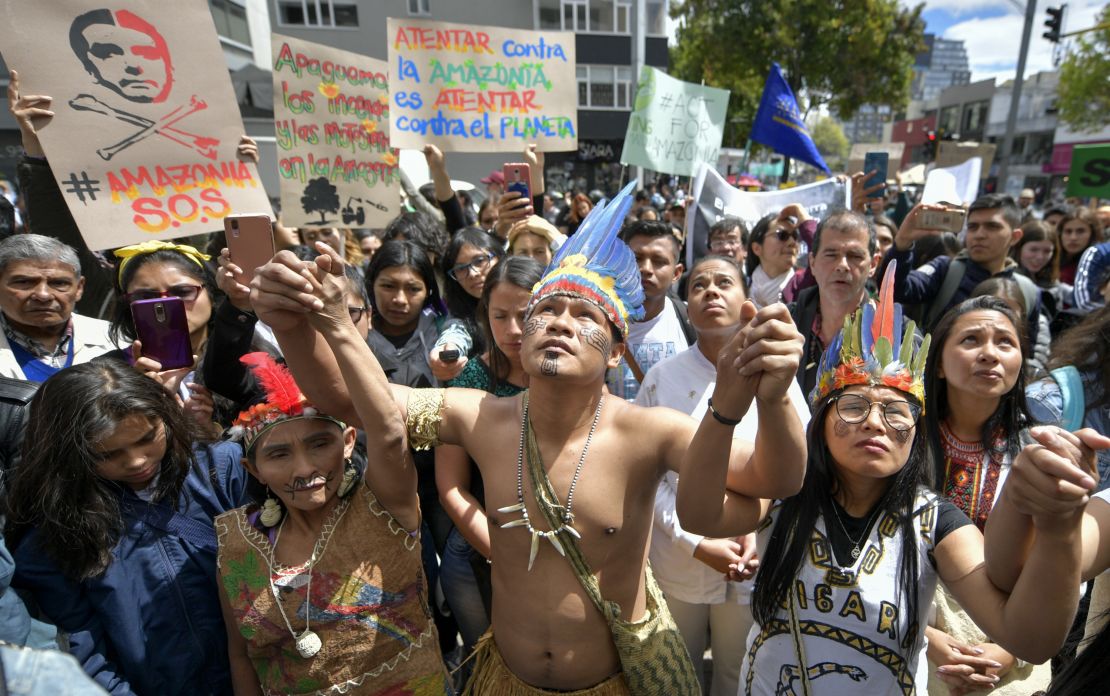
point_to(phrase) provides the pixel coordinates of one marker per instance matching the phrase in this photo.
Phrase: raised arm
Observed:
(391, 471)
(1047, 478)
(1031, 621)
(757, 364)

** Exercise description **
Repeat the listing exactly, pictures excluded.

** Problem solution **
point_to(phrase) provides the pixel coordinates of one marker per instance matching the phrase in this photo.
Phrase: raised arm
Observed:
(391, 471)
(1047, 478)
(1031, 621)
(757, 364)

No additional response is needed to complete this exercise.